Teks Kutipan>
===============
NIKEL.CO.ID, JAKARTA – Keselamatan dan Kesehatan Kerja (K3) di sektor pertambangan terus menjadi perhatian utama, terutama di industri mineral dan batubara. Anggota Dewan Bidang Riset dan Pengembangan Kesehatan Kerja Asosiasi Profesi Keselamatan Pertambangan Indonesia (APKPI), dr. Renauld Koswiranagara, menyoroti berbagai tantangan serta upaya yang perlu dilakukan untuk meningkatkan standar keselamatan di tempat kerja.
Dalam wawancara dengan nikel.co.id, Rabu (26/2/2025) di Wisma Bidakara, Jakarta, dokter lulusan Fakultas Kedokteran Universitas Indonesia ini menekankan bahwa regulasi terkait keselamatan kerja di bawah Kementerian Energi dan Sumber Daya Mineral (ESDM) telah diterapkan dengan cukup baik. Namun, masih ada beberapa faktor yang perlu diperhatikan, termasuk aspek manusia (human factor), kondisi kerja yang tidak aman (unsafe condition), serta tindakan tidak aman (unsafe act) yang dapat menyebabkan kecelakaan kerja.
===============
Cuplikan Data>
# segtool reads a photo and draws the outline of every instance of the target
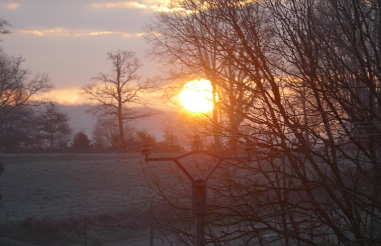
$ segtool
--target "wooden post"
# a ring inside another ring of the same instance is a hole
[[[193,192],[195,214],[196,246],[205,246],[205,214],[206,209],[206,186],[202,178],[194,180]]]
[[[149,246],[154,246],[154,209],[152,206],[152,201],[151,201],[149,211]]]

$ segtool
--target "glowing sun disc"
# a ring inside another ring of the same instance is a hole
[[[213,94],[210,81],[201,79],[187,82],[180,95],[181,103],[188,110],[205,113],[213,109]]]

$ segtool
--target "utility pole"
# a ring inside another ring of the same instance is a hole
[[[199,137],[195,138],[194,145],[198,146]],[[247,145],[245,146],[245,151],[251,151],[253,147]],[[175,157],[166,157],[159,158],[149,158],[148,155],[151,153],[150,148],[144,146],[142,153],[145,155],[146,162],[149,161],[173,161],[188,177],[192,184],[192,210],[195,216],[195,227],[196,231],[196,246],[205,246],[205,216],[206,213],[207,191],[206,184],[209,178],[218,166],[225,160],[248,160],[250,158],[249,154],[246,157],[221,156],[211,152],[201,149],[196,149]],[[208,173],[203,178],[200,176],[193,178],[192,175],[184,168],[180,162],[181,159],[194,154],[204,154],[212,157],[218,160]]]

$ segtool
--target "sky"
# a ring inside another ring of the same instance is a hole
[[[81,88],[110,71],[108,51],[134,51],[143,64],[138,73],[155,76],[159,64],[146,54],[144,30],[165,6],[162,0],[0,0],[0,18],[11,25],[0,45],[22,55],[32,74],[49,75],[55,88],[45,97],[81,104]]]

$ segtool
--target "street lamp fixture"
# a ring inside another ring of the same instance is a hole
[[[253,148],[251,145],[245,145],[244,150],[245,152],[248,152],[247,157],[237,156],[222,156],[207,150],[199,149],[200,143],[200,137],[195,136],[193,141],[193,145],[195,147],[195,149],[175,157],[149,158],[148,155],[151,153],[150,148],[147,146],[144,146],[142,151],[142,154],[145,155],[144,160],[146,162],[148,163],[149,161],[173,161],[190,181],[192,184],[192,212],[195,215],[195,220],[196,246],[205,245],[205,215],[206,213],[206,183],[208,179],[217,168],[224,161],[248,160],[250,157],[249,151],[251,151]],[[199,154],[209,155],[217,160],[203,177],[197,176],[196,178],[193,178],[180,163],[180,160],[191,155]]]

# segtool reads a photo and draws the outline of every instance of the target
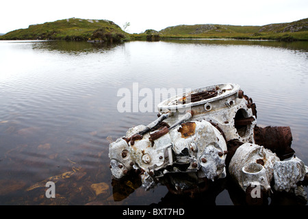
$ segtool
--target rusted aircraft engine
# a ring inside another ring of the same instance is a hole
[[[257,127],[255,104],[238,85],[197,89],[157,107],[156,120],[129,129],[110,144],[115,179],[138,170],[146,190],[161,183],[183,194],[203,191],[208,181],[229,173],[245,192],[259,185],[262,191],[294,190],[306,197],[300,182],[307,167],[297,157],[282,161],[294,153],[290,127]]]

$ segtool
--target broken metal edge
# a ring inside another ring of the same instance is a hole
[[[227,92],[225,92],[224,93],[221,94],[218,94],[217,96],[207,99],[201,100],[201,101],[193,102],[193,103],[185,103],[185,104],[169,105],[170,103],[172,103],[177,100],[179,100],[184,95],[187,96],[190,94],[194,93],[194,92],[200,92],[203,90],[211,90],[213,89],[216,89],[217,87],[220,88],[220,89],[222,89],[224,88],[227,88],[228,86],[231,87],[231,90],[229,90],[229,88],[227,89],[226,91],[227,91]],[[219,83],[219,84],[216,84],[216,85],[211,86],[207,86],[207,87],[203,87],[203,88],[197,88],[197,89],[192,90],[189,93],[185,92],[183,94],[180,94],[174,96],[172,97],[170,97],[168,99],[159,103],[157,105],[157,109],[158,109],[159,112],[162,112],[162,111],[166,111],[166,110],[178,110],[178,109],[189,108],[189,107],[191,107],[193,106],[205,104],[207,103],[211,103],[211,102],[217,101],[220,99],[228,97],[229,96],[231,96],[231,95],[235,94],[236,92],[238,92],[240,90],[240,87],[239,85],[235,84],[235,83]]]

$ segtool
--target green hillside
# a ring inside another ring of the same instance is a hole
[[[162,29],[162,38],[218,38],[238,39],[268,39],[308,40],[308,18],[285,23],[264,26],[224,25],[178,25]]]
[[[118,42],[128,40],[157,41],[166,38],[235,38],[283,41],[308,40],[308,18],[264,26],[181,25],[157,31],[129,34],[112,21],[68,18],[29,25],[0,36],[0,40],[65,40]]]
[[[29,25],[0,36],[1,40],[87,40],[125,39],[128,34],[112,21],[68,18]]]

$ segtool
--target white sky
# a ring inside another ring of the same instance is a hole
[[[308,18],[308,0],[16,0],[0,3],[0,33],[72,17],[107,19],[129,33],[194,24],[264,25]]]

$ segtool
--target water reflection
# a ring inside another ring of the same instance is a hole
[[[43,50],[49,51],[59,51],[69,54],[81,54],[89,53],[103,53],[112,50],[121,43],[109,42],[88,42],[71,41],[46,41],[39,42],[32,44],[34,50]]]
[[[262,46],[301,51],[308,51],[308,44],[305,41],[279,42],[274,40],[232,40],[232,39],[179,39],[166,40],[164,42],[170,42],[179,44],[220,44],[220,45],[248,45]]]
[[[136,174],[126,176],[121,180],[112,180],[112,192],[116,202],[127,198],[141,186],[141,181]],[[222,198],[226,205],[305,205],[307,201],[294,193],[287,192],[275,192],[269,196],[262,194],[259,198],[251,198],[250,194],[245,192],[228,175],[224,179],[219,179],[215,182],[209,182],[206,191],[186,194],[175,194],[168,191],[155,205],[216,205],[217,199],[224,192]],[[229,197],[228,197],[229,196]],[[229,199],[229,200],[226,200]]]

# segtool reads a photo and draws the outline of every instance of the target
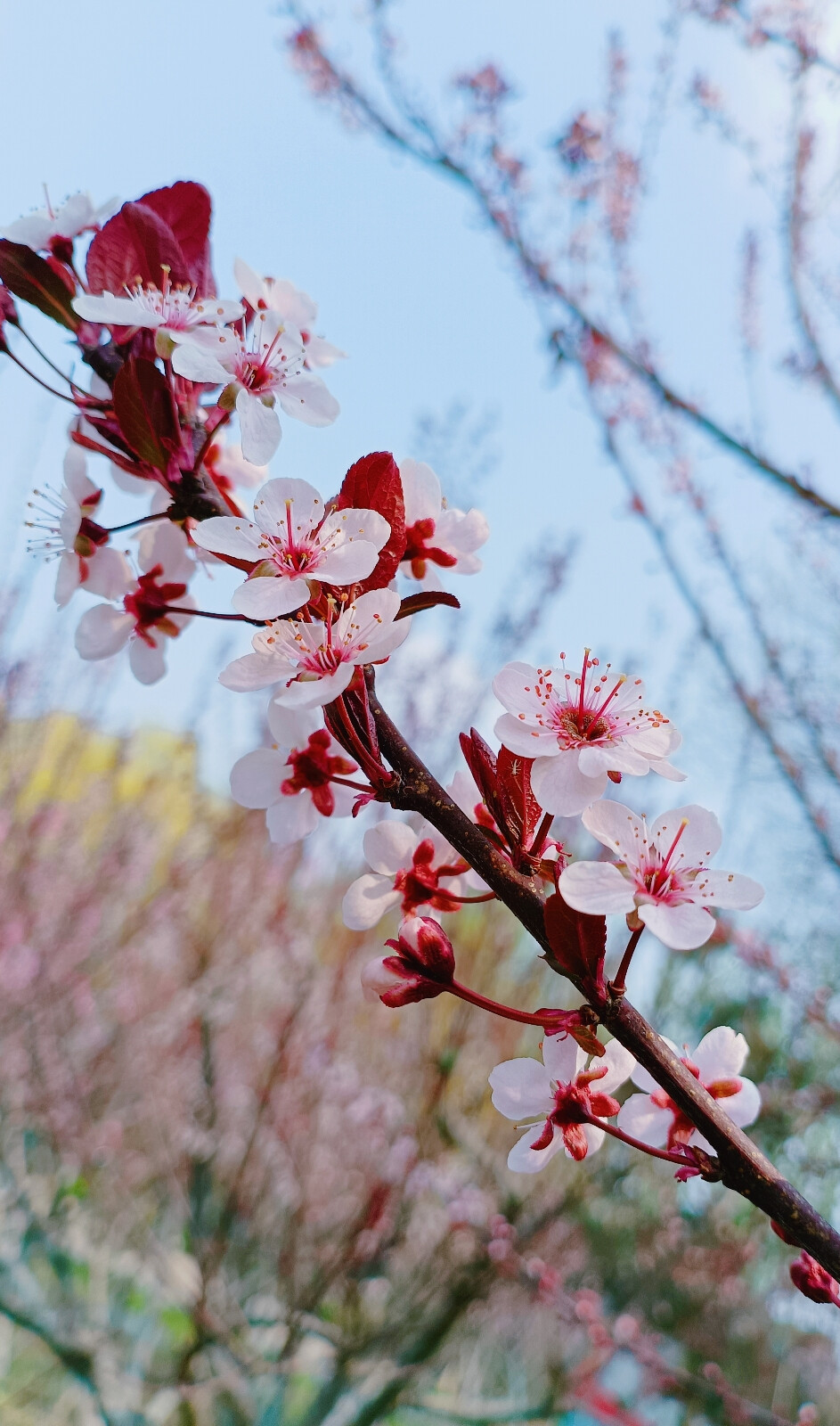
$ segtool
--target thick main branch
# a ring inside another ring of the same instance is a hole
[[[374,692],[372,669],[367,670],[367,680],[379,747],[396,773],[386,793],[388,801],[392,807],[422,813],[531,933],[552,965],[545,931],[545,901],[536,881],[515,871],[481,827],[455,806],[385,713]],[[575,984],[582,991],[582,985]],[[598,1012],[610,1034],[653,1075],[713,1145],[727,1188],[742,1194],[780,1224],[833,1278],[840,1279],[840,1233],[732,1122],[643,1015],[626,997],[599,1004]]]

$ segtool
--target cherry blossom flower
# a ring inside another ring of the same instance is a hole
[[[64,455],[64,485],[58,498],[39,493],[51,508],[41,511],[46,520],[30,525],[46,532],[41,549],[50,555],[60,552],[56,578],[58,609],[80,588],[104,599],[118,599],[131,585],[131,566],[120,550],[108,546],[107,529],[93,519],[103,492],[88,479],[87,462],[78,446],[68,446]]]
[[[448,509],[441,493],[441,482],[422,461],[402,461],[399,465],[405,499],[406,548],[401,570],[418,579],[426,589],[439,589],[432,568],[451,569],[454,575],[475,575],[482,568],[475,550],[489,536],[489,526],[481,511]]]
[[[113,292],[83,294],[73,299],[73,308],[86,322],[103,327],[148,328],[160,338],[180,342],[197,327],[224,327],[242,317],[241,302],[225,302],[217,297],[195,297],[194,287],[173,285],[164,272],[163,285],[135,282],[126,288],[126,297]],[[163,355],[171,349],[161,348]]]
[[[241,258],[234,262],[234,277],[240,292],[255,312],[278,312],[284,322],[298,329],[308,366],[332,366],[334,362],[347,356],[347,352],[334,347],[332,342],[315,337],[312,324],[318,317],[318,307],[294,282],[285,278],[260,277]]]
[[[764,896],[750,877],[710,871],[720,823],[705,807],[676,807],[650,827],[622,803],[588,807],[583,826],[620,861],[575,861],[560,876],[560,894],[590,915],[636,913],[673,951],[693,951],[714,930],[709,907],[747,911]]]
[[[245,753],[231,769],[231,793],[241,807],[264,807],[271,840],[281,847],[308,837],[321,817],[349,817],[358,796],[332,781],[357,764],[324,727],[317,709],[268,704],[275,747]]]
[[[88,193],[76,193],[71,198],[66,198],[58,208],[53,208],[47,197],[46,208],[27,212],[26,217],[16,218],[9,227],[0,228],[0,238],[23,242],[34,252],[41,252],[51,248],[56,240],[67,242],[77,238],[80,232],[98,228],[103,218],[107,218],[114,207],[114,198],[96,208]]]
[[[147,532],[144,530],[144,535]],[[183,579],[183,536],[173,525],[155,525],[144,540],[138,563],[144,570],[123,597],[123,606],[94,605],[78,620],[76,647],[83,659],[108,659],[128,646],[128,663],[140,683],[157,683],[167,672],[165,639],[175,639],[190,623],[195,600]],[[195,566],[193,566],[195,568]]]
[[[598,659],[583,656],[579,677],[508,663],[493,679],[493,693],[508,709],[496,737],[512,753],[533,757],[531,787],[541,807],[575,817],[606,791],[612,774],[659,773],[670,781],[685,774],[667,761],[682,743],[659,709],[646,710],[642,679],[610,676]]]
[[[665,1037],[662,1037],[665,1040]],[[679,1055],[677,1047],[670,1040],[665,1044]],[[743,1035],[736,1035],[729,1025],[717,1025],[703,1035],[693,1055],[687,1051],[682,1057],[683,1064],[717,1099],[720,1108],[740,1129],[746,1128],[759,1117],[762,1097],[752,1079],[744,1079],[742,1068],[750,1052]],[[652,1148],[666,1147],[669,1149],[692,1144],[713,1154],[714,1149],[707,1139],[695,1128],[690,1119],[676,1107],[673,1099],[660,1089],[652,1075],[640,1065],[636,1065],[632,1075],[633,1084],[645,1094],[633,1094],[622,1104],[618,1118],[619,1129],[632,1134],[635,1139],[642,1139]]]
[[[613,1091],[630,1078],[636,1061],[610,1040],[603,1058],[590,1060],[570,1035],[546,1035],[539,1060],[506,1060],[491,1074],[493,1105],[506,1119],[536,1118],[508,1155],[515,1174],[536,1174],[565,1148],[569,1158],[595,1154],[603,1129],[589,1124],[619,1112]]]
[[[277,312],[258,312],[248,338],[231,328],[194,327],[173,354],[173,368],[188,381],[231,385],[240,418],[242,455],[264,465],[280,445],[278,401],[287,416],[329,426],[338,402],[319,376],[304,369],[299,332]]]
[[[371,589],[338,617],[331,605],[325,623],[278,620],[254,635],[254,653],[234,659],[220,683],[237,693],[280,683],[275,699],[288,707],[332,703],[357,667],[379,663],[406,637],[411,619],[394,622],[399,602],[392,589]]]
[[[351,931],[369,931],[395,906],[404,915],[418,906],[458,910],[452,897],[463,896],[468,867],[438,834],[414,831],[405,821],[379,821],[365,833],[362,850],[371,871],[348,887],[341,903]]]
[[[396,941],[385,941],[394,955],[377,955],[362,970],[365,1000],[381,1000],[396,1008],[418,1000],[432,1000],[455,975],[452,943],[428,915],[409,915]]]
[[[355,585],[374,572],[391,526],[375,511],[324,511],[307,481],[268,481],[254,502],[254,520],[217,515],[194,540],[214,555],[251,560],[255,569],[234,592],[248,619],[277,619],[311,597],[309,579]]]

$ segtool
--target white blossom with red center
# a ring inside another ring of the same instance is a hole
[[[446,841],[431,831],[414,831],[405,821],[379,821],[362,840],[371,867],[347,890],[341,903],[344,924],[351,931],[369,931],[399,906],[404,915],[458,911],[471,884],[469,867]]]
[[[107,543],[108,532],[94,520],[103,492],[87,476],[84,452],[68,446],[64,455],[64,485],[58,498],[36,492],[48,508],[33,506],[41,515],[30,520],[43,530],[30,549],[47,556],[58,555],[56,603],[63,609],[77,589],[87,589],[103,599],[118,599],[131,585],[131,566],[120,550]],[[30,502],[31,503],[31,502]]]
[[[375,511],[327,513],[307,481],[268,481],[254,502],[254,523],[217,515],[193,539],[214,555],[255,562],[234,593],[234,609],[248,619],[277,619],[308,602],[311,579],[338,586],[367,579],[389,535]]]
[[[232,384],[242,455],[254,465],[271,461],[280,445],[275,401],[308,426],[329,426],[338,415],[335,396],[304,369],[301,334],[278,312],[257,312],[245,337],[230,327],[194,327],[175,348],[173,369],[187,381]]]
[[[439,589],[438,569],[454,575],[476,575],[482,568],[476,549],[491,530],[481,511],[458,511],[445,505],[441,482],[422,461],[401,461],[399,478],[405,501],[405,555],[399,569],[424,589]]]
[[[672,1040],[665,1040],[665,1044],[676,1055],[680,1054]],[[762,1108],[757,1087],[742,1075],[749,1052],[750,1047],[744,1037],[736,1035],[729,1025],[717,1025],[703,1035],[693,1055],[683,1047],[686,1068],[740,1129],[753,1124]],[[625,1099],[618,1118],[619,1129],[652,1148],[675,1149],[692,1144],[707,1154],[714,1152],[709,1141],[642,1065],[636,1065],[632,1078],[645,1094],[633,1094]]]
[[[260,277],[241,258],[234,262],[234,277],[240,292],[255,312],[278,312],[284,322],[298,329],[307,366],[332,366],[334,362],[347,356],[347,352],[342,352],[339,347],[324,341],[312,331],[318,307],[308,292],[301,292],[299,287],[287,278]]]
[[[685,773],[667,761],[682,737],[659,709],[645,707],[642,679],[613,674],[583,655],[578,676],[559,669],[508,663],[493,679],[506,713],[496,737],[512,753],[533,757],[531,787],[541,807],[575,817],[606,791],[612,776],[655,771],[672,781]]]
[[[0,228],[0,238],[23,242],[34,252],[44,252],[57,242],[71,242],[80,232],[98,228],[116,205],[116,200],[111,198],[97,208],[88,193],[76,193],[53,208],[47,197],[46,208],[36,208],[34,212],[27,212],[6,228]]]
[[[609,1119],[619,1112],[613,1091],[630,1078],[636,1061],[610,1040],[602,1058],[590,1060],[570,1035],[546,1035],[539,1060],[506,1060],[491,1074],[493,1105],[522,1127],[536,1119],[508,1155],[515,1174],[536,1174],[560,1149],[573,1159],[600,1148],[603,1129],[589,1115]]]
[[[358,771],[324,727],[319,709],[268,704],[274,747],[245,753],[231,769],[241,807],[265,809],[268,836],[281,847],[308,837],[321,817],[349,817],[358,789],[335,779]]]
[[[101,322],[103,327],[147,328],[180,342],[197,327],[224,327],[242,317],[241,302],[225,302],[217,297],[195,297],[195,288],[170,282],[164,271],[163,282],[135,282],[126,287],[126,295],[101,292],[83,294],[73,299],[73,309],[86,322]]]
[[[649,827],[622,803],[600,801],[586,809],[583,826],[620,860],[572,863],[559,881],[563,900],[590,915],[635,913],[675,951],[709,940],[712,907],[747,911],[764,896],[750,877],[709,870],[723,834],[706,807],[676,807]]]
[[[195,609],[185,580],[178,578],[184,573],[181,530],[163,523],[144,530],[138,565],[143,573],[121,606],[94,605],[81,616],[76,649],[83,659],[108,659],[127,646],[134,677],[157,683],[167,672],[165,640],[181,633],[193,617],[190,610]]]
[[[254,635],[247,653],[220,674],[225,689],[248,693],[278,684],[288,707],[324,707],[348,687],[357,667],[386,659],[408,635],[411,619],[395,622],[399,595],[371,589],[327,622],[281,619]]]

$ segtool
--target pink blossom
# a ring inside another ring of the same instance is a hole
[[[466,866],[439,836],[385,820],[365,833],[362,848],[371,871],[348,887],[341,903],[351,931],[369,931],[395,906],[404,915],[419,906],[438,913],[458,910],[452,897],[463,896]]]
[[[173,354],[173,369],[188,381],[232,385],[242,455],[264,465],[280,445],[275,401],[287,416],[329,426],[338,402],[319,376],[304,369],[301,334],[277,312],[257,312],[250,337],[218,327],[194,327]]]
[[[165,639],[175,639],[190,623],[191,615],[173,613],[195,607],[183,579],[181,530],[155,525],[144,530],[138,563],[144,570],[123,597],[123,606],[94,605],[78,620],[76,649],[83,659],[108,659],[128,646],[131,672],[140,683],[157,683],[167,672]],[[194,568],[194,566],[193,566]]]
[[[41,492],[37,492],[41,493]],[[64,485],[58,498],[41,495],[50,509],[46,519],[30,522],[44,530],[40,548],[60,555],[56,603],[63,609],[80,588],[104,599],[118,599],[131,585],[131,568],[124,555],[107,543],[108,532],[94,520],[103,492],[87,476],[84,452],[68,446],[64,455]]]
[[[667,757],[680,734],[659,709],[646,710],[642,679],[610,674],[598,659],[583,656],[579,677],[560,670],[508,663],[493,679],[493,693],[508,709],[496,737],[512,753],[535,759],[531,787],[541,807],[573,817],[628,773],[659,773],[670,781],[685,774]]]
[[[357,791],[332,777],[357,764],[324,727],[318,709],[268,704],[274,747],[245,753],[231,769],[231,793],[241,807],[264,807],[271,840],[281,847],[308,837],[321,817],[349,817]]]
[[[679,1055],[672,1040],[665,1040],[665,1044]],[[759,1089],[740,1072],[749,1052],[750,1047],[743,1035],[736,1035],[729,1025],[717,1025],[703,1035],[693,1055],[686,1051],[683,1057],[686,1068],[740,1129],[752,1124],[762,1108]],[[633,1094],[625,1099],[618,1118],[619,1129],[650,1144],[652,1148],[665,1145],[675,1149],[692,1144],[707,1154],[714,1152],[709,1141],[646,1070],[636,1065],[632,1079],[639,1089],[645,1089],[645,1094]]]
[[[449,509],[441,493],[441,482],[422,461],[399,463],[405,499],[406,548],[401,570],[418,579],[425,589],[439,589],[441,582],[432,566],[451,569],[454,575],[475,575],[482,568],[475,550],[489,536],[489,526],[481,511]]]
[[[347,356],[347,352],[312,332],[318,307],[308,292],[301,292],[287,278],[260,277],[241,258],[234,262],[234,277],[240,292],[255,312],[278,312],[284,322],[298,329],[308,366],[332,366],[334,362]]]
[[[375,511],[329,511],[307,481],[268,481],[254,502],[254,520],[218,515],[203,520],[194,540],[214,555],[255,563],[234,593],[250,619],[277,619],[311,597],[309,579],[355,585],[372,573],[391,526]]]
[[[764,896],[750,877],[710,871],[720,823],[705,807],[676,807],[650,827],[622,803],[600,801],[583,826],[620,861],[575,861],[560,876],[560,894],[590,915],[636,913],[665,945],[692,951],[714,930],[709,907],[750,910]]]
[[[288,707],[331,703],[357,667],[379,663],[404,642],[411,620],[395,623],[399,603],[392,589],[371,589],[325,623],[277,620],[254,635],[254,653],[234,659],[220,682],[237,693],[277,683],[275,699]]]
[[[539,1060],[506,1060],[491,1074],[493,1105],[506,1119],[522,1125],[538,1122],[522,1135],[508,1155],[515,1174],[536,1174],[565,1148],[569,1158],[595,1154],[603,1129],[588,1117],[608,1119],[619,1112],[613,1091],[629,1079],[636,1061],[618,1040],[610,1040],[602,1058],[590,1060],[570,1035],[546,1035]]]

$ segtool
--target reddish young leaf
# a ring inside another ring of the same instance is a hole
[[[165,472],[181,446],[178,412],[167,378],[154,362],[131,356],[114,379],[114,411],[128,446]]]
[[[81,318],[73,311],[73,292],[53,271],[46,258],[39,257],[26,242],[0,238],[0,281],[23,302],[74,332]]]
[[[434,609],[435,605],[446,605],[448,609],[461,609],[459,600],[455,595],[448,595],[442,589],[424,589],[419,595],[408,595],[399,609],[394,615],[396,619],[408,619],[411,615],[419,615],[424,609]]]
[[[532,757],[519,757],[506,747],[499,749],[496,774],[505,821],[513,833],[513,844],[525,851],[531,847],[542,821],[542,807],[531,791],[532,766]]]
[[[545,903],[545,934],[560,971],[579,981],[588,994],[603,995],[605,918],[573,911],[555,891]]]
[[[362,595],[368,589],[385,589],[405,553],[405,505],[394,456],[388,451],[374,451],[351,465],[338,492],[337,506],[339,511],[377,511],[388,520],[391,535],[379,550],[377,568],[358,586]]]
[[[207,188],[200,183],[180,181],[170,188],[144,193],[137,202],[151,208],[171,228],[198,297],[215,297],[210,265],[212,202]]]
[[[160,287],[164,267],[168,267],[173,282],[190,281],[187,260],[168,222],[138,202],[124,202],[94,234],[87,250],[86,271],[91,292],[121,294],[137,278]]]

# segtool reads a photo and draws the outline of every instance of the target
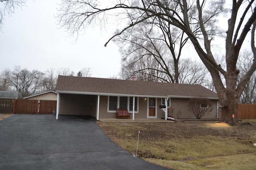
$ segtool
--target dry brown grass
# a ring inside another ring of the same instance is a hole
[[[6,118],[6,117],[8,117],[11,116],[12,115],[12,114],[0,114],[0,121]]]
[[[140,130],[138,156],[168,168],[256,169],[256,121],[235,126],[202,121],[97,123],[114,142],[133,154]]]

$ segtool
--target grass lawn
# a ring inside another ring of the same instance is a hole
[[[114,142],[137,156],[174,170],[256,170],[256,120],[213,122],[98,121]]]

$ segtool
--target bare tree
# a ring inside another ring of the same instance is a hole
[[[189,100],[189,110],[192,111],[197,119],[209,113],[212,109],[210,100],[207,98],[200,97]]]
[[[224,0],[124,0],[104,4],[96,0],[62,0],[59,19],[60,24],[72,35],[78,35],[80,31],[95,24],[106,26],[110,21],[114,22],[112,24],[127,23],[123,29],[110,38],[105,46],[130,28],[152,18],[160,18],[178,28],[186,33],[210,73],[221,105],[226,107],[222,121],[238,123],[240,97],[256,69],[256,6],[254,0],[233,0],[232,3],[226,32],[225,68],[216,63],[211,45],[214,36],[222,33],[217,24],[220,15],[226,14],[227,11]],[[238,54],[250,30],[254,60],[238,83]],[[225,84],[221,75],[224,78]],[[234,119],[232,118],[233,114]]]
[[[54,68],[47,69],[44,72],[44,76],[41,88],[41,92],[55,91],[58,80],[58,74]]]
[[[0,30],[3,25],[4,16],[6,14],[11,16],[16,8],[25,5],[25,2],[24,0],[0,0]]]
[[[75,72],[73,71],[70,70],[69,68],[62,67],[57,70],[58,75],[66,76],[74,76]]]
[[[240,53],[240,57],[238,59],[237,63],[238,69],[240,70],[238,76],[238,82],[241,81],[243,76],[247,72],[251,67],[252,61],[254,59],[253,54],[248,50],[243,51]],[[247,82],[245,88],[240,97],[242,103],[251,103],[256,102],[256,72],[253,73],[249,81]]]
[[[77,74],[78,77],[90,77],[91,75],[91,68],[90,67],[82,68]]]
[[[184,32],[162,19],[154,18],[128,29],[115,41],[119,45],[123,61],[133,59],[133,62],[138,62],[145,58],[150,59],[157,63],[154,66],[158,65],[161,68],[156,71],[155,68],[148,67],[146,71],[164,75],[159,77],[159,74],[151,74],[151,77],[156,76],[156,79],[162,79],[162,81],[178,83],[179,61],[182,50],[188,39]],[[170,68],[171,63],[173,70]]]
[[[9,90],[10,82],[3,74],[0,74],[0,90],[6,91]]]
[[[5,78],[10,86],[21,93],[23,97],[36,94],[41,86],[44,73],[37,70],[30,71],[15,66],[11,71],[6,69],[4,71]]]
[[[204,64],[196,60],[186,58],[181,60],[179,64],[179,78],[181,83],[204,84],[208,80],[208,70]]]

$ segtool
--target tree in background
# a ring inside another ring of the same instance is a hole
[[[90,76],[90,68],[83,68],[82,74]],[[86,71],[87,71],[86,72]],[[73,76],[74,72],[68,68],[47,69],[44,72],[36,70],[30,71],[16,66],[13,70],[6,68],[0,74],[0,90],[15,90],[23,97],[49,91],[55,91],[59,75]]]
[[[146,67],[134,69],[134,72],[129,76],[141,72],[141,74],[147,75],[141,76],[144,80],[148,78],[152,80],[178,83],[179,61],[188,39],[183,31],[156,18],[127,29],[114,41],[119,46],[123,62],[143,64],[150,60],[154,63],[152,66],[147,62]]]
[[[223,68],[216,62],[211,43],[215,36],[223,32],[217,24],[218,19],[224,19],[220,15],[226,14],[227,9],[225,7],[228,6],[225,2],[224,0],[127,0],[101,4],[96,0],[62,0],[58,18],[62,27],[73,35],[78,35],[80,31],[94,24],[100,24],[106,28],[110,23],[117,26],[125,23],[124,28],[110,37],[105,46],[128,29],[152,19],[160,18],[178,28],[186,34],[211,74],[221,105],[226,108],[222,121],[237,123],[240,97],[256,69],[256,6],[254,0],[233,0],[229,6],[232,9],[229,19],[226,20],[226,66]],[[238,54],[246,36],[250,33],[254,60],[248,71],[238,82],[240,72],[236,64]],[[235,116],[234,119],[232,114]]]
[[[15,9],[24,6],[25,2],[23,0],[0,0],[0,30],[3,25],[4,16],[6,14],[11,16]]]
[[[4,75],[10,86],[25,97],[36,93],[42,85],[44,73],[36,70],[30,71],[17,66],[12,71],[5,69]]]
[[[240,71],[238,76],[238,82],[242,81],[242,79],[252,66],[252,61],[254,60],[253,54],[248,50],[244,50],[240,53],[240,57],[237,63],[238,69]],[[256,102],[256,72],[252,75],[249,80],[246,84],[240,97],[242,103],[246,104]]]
===============
Soal Latihan A>
Jawablah pertanyaan berikut berdasarkan teks tentang K3 pertambangan di atas.
(i) Di mana wawancara dengan dr. Renauld Koswiranagara berlangsung?
(ii) Dari fakultas dan universitas mana dr. Renauld Koswiranagara lulus?
(iii) Tiga faktor apa saja yang masih perlu diperhatikan menurut teks tersebut?
Soal Latihan B>
Lanjutkan teks tentang K3 pertambangan di atas mulai setelah kalimat terakhirnya.

Jawaban Latihan A>
(i) Di Wisma Bidakara, Jakarta.
(ii) Fakultas Kedokteran Universitas Indonesia.
(iii) Aspek manusia (human factor), kondisi kerja yang tidak aman (unsafe condition), dan tindakan tidak aman (unsafe act).

Jawaban Latihan B>
Ia mengapresiasi peningkatan kepedulian terhadap faktor keselamatan di industri pertambangan. Namun, ia juga menyoroti bahwa salah satu tantangan utama adalah penyakit mendadak atau acute illness yang dapat menyebabkan fatalitas di tempat kerja. Kondisi kesehatan yang tidak terpantau dengan baik dapat menjadi penyebab utama kecelakaan kerja yang berujung pada kematian.
“Pemeriksaan kesehatan tahunan harus diikuti dengan tindak lanjut yang serius agar penyakit kronis tidak berkembang menjadi kondisi akut yang berisiko fatal,” ujarnya.
Selain itu, pelatihan K3 perlu dilakukan secara rutin dan disesuaikan dengan kebutuhan masing-masing lokasi kerja. Ia menyarankan agar pelatihan dilakukan setiap minggu dengan topik khusus yang bergantian, seperti penanganan korban kecelakaan, penggunaan alat keselamatan, dan simulasi kondisi darurat.
Ajang seperti Indonesian Fire Rescue Challenge (IFRC) juga menjadi kesempatan penting bagi para pekerja untuk meningkatkan keterampilan dan berbagi pengalaman.
Dalam upaya memperkuat sistem keselamatan kerja, tim Health, Safety, and Environment (HSE) memiliki peran sentral dalam merancang dan menjalankan program K3. Namun, mereka tidak dapat bekerja sendiri.
“Kolaborasi dengan tim medis, tim operasional, serta manajemen perusahaan sangat diperlukan untuk menciptakan lingkungan kerja yang aman”, tambahnya.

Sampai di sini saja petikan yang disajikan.